# [Task details]
Where does the string "purple" occur in the records below? Copy every line that holds it.

Start of Given data

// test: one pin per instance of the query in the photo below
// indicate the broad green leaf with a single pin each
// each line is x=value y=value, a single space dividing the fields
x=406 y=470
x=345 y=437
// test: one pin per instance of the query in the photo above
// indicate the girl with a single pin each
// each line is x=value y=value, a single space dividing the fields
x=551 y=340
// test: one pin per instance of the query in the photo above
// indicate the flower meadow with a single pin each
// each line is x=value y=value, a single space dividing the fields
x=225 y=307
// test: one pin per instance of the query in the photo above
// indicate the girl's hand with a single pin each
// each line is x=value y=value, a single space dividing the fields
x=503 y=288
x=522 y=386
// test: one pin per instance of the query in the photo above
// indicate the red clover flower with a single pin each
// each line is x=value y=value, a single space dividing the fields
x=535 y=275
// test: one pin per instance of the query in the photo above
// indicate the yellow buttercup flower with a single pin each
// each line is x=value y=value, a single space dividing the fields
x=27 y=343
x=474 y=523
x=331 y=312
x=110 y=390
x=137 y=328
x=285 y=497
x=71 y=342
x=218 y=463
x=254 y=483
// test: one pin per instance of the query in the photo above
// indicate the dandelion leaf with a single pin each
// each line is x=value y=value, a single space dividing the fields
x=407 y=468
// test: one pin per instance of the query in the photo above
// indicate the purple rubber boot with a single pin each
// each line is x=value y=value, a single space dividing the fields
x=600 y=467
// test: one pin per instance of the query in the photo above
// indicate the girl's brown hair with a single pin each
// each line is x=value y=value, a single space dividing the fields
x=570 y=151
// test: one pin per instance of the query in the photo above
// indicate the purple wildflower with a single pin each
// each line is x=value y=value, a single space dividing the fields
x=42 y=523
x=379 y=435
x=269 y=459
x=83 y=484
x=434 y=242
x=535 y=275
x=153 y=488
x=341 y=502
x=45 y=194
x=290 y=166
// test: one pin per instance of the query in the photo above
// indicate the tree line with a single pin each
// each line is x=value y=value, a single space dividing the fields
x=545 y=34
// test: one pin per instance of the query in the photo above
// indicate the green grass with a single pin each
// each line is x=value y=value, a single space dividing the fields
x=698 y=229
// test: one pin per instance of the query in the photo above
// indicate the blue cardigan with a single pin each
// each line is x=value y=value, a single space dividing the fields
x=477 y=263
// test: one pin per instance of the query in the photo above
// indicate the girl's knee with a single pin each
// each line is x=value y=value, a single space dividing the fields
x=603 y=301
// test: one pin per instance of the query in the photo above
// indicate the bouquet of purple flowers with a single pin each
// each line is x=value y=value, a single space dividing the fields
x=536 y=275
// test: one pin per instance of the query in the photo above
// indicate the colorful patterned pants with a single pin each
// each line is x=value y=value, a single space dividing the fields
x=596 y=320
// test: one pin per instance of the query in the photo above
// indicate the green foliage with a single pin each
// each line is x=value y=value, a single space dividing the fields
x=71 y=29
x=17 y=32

End of Given data

# [Solution to this exercise]
// indicate the purple rubber boot with a single pin each
// indicate the purple wildflower with a single pin each
// indicate the bouquet of purple flowers with a single pin each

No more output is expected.